§ **Document extract**:
------------------------------------
Skip to main content

Safe, fast, pickle-free tensor storage for PyTorch. Rust core, Python interface. By Death Legion.

Project description

deathtensors

Safe, fast, pickle-free tensor storage for PyTorch. By Death Legion. Version 0.2.0.

deathtensors is a real alternative to pickle for storing model weights. Files use the .deathtensors extension and are designed to be opened safely even when they come from an untrusted source: opening a deathtensors file never executes arbitrary code, because the header is parsed as JSON (no eval, no __reduce__, no torch.load) and the tensor data blob is treated as opaque bytes.

What's new in 0.2.0

  • .deathtensors is now the canonical file extension (.dt is kept as a legacy alias for files written by 0.1.x).
  • zstd compression of the tensor data blob (save(..., compress=True)). The reader transparently decompresses; the header stays uncompressed so you can still inspect it without decompressing the whole file.
  • Per-tensor statistics: f.stats(name) returns {dtype, shape, nbytes, count, min, max, mean, stddev, nnz} — computed in Rust without materialising the tensor in Python. f.all_stats() does it for every tensor in one pass.
  • Append mode: dt.append(path, {...}) adds tensors to an existing file without you having to load the old tensors back into memory.
------------------------------------
§ **Available data**:

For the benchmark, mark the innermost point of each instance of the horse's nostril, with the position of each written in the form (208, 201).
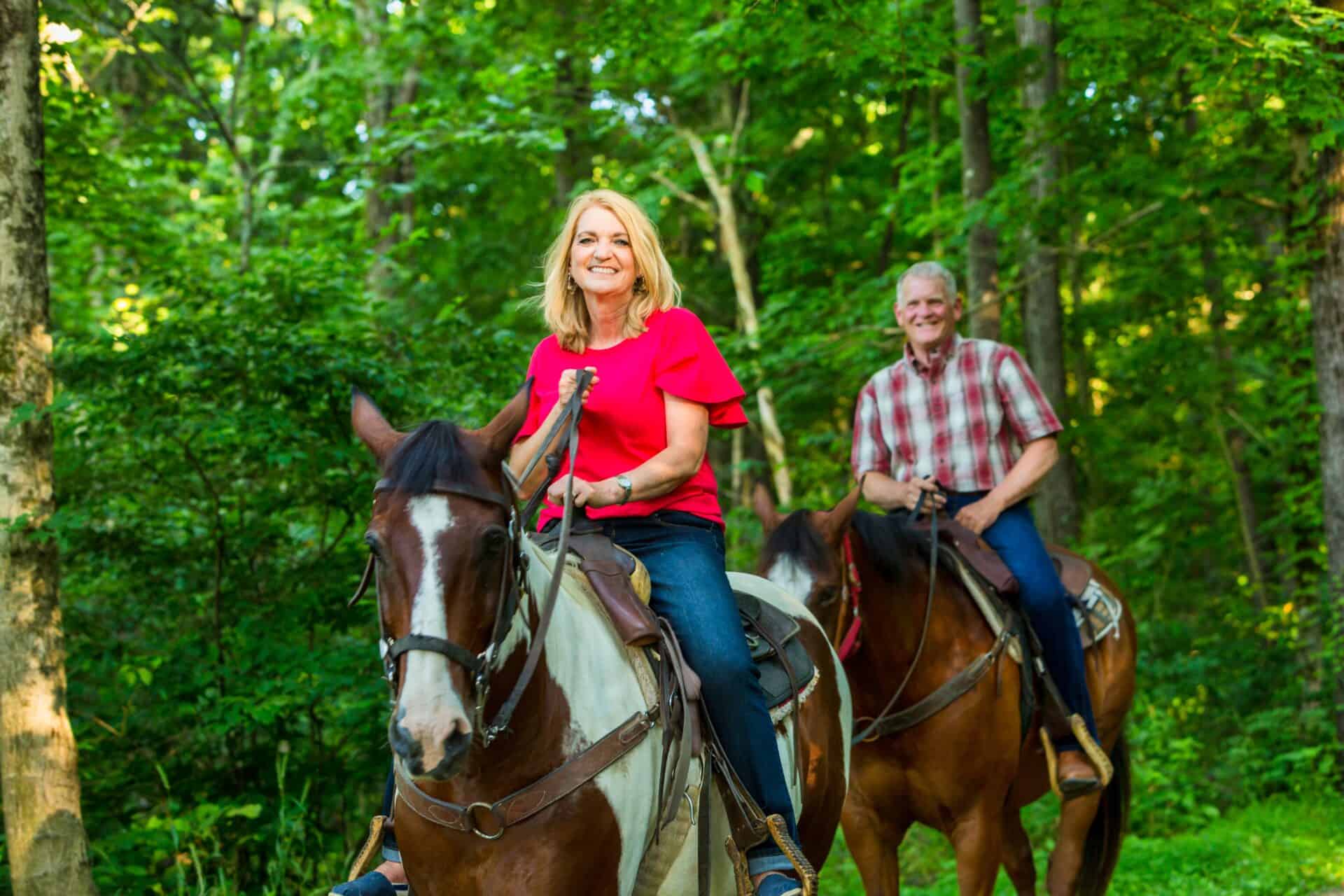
------------------------------------
§ **Stated exercise 1**: In the deathtensors description, which file extension is kept as a legacy alias for files written by 0.1.x?
§ **Stated exercise 2**: Do these statements agree with the deathtensors description? Answer yes or no for each and quote the deciding words. (a) With compression turned on, the header is compressed along with the tensor data. (b) Per-tensor statistics are computed in Rust without materializing the tensor in Python. (c) The header of a deathtensors file is read with torch.load.
§ **Stated exercise 3**: Can you reproduce the deathtensors description verbatim from "Safe, fast, pickle-free tensor storage for PyTorch. By" up to and including "written by 0.1.x)."?
The material has nothing to do with the deathtensors description.

§ **Exercise solution 1**: .dt

§ **Exercise solution 2**:
(a) No: "the header stays uncompressed so you can still inspect it without decompressing the whole file"
(b) Yes: "computed in Rust without materialising the tensor in Python"
(c) No: "the header is parsed as JSON (no eval, no __reduce__, no torch.load)"

§ **Exercise solution 3**:
Safe, fast, pickle-free tensor storage for PyTorch. By Death Legion. Version 0.2.0.

deathtensors is a real alternative to pickle for storing model weights. Files use the .deathtensors extension and are designed to be opened safely even when they come from an untrusted source: opening a deathtensors file never executes arbitrary code, because the header is parsed as JSON (no eval, no __reduce__, no torch.load) and the tensor data blob is treated as opaque bytes.

What's new in 0.2.0

  • .deathtensors is now the canonical file extension (.dt is kept as a legacy alias for files written by 0.1.x).